● **To do**
Transcribe exactly the lines from the one holding "Please indicate the red roof" to the end of the data below, including both of those lines and no others.

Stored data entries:
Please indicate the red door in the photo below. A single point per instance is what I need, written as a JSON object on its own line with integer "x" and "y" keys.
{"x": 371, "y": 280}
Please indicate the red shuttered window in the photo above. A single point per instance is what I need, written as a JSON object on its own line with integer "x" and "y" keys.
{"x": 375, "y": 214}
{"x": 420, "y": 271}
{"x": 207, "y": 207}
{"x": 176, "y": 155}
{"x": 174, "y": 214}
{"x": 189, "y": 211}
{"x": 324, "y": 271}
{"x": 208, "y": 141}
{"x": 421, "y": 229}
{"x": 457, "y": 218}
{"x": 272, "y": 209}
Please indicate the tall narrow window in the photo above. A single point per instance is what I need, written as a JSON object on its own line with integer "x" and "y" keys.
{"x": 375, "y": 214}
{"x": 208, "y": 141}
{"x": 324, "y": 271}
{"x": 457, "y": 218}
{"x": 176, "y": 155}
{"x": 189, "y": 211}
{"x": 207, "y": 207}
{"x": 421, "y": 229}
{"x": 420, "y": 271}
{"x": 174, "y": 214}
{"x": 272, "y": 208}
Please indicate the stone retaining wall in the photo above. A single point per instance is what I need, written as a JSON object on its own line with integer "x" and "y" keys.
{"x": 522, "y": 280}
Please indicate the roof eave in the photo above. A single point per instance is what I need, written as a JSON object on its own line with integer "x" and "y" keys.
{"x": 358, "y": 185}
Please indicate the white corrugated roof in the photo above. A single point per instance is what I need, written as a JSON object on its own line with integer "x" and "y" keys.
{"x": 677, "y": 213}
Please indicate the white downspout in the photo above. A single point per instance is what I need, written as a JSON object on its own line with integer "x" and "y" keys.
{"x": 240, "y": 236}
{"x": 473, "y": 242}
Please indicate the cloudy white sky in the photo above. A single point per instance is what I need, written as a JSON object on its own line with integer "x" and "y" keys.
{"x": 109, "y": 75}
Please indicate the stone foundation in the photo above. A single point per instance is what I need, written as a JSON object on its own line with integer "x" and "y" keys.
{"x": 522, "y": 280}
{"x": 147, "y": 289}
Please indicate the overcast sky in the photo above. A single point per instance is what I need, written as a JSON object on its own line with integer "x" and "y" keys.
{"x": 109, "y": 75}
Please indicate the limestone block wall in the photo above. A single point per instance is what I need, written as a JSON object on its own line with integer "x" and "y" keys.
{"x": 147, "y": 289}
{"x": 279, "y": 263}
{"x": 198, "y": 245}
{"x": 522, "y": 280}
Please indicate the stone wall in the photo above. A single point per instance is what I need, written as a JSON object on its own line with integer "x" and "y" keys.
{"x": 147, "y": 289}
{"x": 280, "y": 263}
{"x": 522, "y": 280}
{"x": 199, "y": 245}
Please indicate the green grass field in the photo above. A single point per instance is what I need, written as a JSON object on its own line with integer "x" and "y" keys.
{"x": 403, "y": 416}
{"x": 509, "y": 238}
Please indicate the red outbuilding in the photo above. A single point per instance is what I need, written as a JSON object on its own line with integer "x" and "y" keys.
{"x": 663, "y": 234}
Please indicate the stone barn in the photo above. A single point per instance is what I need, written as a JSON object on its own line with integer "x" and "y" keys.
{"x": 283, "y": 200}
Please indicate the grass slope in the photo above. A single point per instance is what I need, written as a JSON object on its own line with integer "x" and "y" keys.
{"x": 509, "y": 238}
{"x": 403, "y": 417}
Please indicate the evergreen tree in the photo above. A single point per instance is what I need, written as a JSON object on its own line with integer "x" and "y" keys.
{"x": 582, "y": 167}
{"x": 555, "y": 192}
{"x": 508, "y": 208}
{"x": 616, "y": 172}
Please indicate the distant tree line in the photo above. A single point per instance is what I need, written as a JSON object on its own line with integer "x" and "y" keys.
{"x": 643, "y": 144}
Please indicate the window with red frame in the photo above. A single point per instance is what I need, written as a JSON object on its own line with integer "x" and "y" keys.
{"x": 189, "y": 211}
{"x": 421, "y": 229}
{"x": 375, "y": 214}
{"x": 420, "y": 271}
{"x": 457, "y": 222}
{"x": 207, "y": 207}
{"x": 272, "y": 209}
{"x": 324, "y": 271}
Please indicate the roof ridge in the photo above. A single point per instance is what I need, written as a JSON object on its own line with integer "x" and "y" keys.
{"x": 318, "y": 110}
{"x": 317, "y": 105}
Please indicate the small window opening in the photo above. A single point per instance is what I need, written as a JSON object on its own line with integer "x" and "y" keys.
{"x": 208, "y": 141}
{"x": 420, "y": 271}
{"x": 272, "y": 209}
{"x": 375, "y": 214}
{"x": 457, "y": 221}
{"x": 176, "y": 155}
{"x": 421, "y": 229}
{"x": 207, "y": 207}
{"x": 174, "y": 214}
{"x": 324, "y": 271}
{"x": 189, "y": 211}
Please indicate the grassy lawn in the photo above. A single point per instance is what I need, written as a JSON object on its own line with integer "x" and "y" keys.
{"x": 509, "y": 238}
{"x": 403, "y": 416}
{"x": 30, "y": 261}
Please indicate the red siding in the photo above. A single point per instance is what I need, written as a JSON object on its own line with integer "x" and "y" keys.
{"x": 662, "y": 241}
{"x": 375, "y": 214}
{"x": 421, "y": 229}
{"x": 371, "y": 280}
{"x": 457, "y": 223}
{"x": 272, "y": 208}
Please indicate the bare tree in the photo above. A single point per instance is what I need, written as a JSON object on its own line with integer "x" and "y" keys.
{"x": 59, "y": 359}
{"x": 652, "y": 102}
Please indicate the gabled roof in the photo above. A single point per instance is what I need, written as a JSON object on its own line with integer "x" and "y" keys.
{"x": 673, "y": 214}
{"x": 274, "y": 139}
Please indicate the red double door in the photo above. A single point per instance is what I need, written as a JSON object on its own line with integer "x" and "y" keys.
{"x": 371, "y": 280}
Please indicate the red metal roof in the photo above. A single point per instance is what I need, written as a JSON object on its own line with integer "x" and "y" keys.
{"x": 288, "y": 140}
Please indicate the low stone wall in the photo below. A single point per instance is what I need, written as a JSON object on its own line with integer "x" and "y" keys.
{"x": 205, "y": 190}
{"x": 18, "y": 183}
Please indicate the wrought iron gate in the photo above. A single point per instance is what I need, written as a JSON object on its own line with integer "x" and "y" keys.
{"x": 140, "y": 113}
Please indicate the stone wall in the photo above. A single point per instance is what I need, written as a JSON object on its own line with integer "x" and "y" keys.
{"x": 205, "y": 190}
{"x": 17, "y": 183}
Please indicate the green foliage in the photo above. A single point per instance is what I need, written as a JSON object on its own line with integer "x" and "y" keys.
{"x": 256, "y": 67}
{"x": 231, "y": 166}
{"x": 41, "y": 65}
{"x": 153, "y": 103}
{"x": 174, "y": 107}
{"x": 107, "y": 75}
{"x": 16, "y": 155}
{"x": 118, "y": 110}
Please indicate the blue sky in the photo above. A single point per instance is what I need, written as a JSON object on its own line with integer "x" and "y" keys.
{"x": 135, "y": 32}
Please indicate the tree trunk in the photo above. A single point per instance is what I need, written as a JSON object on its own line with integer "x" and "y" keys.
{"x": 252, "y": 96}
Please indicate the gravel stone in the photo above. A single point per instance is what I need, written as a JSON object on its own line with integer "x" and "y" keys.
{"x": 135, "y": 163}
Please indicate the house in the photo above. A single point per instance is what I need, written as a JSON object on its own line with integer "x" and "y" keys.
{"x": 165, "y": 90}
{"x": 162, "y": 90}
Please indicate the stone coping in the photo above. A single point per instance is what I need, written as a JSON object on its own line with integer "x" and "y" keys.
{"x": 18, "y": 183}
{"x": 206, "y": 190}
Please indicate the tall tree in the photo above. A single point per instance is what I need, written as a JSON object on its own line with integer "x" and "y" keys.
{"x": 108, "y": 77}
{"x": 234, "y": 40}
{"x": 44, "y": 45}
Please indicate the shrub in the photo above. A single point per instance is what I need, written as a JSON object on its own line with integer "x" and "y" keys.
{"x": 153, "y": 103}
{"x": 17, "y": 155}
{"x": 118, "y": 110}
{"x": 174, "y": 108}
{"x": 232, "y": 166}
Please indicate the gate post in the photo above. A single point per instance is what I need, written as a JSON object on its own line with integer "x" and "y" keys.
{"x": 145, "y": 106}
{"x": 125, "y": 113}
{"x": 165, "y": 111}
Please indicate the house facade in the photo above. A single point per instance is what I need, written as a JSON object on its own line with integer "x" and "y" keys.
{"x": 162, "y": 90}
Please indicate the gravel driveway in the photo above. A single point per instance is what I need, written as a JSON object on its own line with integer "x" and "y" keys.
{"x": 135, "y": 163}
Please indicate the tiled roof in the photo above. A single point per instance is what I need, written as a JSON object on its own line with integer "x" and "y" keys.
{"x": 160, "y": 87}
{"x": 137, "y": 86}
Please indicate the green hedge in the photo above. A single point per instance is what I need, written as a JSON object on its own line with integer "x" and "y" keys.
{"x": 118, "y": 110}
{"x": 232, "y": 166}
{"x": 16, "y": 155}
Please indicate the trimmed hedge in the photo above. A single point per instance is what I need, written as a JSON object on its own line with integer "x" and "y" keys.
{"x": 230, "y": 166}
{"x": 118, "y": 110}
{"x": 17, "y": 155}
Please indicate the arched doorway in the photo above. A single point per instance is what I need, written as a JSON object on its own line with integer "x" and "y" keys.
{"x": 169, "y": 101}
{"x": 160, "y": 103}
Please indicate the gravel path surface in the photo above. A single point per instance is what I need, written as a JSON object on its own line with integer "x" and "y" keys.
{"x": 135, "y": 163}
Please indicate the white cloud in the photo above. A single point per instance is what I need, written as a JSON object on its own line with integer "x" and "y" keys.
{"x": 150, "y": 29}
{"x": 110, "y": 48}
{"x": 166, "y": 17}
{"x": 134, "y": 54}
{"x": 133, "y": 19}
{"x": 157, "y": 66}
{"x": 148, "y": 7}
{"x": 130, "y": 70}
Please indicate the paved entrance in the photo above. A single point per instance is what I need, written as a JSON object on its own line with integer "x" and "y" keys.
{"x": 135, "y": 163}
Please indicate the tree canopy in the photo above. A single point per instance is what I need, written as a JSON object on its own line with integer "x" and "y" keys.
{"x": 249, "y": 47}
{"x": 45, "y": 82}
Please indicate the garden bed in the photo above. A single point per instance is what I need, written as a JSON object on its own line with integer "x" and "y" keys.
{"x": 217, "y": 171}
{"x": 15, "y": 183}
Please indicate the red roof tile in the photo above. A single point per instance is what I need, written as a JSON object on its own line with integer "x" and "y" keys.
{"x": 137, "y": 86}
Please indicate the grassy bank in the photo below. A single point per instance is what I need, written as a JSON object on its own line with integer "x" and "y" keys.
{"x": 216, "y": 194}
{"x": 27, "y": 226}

● **Answer to this exercise**
Please indicate the red roof tile in the photo above. A single point per instance is what I need, written as a JSON object on its own line with integer "x" and "y" keys.
{"x": 137, "y": 86}
Please indicate the grassy bank in the photo below. A single point per instance is what I need, written as a JSON object on its own line with integer "x" and "y" keys.
{"x": 216, "y": 194}
{"x": 27, "y": 226}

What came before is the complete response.